YOUR TASK: Copy every one of the items below word for word, with no changes.

THE RECORDS:
○ ○ ○

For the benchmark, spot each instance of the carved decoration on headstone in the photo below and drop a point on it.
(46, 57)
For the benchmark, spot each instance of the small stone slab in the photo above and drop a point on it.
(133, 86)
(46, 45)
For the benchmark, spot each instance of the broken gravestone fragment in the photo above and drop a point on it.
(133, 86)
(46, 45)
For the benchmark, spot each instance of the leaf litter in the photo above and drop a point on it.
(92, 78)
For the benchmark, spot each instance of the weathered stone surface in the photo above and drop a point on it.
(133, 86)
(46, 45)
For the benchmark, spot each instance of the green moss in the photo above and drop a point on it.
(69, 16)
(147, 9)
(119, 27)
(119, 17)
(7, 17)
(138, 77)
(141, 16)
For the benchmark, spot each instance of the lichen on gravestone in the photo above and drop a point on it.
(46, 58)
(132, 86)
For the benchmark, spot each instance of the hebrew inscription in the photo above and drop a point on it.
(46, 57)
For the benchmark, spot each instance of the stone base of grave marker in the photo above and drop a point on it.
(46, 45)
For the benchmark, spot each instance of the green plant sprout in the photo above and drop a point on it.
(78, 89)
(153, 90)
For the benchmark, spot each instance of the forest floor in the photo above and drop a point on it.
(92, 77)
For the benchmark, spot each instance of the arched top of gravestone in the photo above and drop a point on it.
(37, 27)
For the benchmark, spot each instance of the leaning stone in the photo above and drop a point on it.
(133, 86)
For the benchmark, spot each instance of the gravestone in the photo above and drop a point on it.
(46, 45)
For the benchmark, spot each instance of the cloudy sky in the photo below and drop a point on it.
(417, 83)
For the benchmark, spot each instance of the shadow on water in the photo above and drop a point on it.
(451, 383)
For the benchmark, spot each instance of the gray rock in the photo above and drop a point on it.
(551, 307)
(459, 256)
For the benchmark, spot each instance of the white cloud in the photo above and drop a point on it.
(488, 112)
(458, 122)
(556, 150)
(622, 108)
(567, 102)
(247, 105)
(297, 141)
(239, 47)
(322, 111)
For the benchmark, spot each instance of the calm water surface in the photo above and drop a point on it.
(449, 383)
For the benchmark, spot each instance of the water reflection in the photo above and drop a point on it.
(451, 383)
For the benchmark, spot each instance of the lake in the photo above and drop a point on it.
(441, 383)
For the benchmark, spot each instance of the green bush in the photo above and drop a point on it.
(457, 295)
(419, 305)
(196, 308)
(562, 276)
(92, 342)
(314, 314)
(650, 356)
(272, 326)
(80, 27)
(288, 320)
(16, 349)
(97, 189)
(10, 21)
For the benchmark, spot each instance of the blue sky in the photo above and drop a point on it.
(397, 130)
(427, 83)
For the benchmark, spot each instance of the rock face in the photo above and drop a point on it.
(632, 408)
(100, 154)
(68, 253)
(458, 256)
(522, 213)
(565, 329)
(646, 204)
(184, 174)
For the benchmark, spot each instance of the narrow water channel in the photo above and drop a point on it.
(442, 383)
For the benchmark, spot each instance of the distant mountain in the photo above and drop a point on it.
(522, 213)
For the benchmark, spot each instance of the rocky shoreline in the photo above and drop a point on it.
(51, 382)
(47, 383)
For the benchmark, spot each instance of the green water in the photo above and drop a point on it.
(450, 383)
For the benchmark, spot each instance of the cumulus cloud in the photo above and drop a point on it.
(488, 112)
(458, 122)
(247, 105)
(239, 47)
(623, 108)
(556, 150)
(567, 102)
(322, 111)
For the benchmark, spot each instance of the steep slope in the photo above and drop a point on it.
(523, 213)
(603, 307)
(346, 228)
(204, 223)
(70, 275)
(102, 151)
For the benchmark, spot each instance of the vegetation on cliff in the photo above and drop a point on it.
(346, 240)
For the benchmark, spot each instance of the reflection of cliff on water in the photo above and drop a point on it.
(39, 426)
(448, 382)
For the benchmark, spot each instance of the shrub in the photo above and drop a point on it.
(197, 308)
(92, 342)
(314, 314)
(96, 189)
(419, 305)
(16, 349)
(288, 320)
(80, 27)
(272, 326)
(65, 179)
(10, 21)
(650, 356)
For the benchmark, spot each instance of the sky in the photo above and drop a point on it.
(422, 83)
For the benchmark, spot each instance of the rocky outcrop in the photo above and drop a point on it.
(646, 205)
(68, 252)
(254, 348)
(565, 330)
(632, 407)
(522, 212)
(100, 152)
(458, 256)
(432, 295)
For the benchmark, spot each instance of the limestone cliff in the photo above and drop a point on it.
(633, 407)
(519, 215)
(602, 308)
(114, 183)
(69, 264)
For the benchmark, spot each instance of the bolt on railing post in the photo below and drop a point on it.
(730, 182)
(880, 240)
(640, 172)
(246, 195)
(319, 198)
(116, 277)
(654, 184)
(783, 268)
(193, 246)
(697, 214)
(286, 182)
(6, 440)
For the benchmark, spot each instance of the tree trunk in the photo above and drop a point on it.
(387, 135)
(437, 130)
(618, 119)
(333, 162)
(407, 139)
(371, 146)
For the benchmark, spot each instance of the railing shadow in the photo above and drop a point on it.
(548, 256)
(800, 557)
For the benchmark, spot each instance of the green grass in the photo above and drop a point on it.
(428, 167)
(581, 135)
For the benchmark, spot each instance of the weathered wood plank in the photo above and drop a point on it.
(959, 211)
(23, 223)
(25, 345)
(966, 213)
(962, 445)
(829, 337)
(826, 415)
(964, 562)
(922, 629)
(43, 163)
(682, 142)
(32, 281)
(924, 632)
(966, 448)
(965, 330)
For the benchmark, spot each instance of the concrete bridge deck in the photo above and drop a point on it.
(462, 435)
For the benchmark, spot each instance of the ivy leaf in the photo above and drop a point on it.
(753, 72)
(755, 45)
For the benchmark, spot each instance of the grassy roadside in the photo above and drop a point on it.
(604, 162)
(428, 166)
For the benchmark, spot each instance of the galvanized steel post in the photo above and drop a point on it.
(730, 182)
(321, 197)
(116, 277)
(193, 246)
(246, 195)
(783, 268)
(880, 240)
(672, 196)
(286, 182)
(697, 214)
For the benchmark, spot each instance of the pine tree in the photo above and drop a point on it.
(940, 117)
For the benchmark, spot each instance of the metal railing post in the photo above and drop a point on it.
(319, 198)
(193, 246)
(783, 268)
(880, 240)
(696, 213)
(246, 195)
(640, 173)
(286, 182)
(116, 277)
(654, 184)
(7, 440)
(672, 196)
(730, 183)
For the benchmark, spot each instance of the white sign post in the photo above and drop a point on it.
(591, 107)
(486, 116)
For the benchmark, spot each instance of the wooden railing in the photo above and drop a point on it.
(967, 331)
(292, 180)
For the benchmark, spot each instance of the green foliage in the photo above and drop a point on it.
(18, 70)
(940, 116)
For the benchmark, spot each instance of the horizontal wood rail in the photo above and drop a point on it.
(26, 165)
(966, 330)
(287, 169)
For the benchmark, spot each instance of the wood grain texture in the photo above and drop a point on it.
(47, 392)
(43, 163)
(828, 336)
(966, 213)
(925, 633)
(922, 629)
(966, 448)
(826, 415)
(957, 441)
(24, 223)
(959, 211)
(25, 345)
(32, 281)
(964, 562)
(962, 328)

○ ○ ○

WRITTEN ANSWER:
For the benchmark, spot each instance of the carved decoration on headstone in the photo below and drop a point on it.
(46, 57)
For the benchmark, spot each instance of the small stone slab in the photo above and drop a point on it.
(133, 86)
(46, 45)
For the benchmark, spot each instance of the broken gravestone fragment in the photo above and drop a point on it.
(133, 86)
(46, 45)
For the benchmark, spot each instance of the leaf litter in the photo above and drop a point on it.
(92, 78)
For the benchmark, spot each instance of the weathered stone surface in the photo above and drop a point on it.
(133, 86)
(46, 45)
For the benchmark, spot each instance of the green moss in the photo above and drop a point on it.
(69, 16)
(147, 9)
(119, 27)
(119, 17)
(7, 17)
(138, 77)
(141, 16)
For the benchmark, spot each instance of the lichen on gravestone in the photo above and drop a point on it.
(46, 58)
(132, 86)
For the benchmark, spot each instance of the hebrew inscription in the photo above and drop a point on it.
(46, 57)
For the benchmark, spot each instance of the stone base of grave marker in the photo above and drop a point on it.
(46, 45)
For the benchmark, spot each instance of the green plant sprout in the photo above and drop a point on it.
(78, 89)
(153, 90)
For the benchmark, spot each instance of the forest floor in the photo above and drop a point on it.
(92, 77)
For the benchmark, spot each instance of the arched top of gravestone in the photo above and drop a point on it.
(37, 27)
For the benchmark, spot each instance of the leaning stone in the photo above and drop a point on it.
(133, 86)
For the benchmark, spot each instance of the gravestone in the photo above and drop a point on it.
(46, 45)
For the benchmark, spot each instance of the cloudy sky in the photo below and drop a point on it.
(417, 83)
For the benchmark, spot each instance of the shadow on water in the photo above and drop a point on it.
(451, 383)
For the benchmark, spot each instance of the gray rock in the photo above and drop a point on it.
(551, 307)
(459, 256)
For the benchmark, spot each instance of the white cloud in the photo above and drop a point on it.
(488, 112)
(458, 122)
(556, 150)
(622, 108)
(567, 102)
(247, 105)
(297, 141)
(239, 47)
(322, 111)
For the benchmark, spot each instance of the calm water surface in the photo above and drop a point on it.
(449, 383)
For the benchmark, spot each instance of the water reflection in the photo above and drop a point on it.
(451, 383)
For the benchmark, spot each instance of the lake in the photo above and drop a point on it.
(441, 383)
For the benchmark, spot each instance of the green bush in the photo above and drop a point on it.
(457, 295)
(419, 305)
(196, 308)
(562, 276)
(92, 342)
(314, 314)
(650, 356)
(272, 326)
(80, 27)
(288, 320)
(16, 349)
(97, 189)
(10, 21)
For the benchmark, spot each instance of the blue sky in the photo above and drop a point on it.
(397, 130)
(427, 83)
For the benchmark, spot each instance of the rock face in the photo above and drop a point on it.
(632, 408)
(100, 154)
(68, 253)
(458, 256)
(522, 213)
(565, 329)
(646, 204)
(184, 174)
For the benchmark, spot each instance of the narrow water channel in the photo above and drop a point on it.
(442, 383)
For the benchmark, spot each instance of the distant mountain in the photo above and drop a point on it.
(522, 213)
For the benchmark, spot each instance of the rocky shoreline in the photo above and drop a point on it.
(51, 382)
(47, 383)
For the benchmark, spot each instance of the green water in the photo above and drop a point on it.
(450, 383)
For the benchmark, spot each instance of the cumulus cloud in the photo above and drop a point on it.
(488, 112)
(458, 122)
(247, 105)
(239, 47)
(623, 108)
(556, 150)
(567, 102)
(322, 111)
For the benchmark, spot each instance of the steep slope in the photo above and drop a point on it.
(523, 213)
(603, 307)
(346, 228)
(204, 223)
(70, 275)
(102, 151)
For the benchmark, spot each instance of the vegetation on cliff in the photo above and drop a point on it.
(346, 240)
For the benchmark, spot each instance of the reflection of cliff on water in the photo above and drop a point on it.
(39, 426)
(448, 382)
For the benchmark, spot each instance of the shrub in the photo above and drop a point on it.
(197, 308)
(92, 342)
(314, 314)
(96, 189)
(419, 305)
(16, 349)
(288, 320)
(80, 27)
(272, 326)
(65, 179)
(10, 21)
(650, 356)
For the benchmark, spot each instance of the sky in the photo above and drop a point on it.
(422, 83)
For the benchmark, spot each instance of the rocky outcrop in the photo above and drop a point on it.
(646, 205)
(68, 252)
(254, 348)
(565, 330)
(632, 407)
(522, 212)
(100, 152)
(458, 256)
(432, 295)
For the benchmark, spot each instance of the limestone cliff in the photo above and drop a point on it.
(633, 407)
(519, 215)
(602, 308)
(114, 183)
(69, 264)
For the benchmark, spot each instance of the bolt on railing post in the photo below and drop a point on it.
(730, 182)
(880, 240)
(640, 172)
(246, 195)
(319, 198)
(116, 277)
(654, 184)
(783, 268)
(193, 246)
(697, 214)
(286, 182)
(6, 440)
For the benchmark, spot each instance of the tree trunk in the photo above and drop a point on it.
(387, 135)
(437, 130)
(618, 119)
(333, 162)
(407, 139)
(371, 146)
For the benchmark, spot each instance of the railing shadow in the photo above and drop a point on it.
(548, 256)
(800, 557)
For the benchmark, spot each instance of the green grass in the photo above and drop a point on it.
(428, 167)
(581, 135)
For the benchmark, spot each instance of the weathered wood plank in the photo above and drop a point on it.
(959, 211)
(23, 223)
(25, 345)
(966, 213)
(962, 445)
(829, 337)
(826, 415)
(964, 562)
(922, 629)
(43, 163)
(682, 142)
(32, 281)
(924, 632)
(966, 448)
(965, 330)
For the benchmark, spot each instance of the concrete bridge deck in the photo above and drop a point on it.
(462, 435)
For the benchmark, spot each instance of the ivy leaf in the photo above and drop a point on it.
(753, 72)
(755, 45)
For the benchmark, spot each instance of the grassy roadside in the photo above and drop a point on it.
(604, 162)
(428, 166)
For the benchmark, spot each instance of the galvanized steel post in the photo above and drop a point on it.
(730, 182)
(321, 197)
(116, 277)
(193, 246)
(246, 195)
(783, 268)
(880, 240)
(672, 196)
(286, 182)
(697, 214)
For the benchmark, spot each instance of the pine tree in the photo above and drop a point on it.
(940, 117)
For the benchmark, spot each instance of the metal railing post in the photo above and drop a point on it.
(319, 198)
(193, 246)
(783, 268)
(880, 240)
(696, 213)
(246, 195)
(640, 173)
(286, 182)
(116, 277)
(654, 184)
(7, 440)
(672, 196)
(730, 183)
For the benchmark, spot each instance of the white sign post in the photo above and drop a point on it.
(591, 107)
(486, 116)
For the benchmark, spot each instance of the wooden railing in the photo above and drop a point on it.
(967, 331)
(292, 180)
For the benchmark, spot each instance of the green foliage in the photo above and drop a point on it.
(18, 70)
(940, 116)
For the benchmark, spot each instance of the horizontal wood rail in the photo above and drop a point on it.
(26, 165)
(966, 330)
(287, 169)
For the benchmark, spot each instance of the wood grain texture in the photo above and drop a point on it.
(47, 392)
(43, 163)
(828, 336)
(966, 213)
(925, 633)
(922, 629)
(966, 448)
(826, 415)
(957, 441)
(24, 223)
(959, 211)
(25, 345)
(32, 281)
(964, 562)
(962, 328)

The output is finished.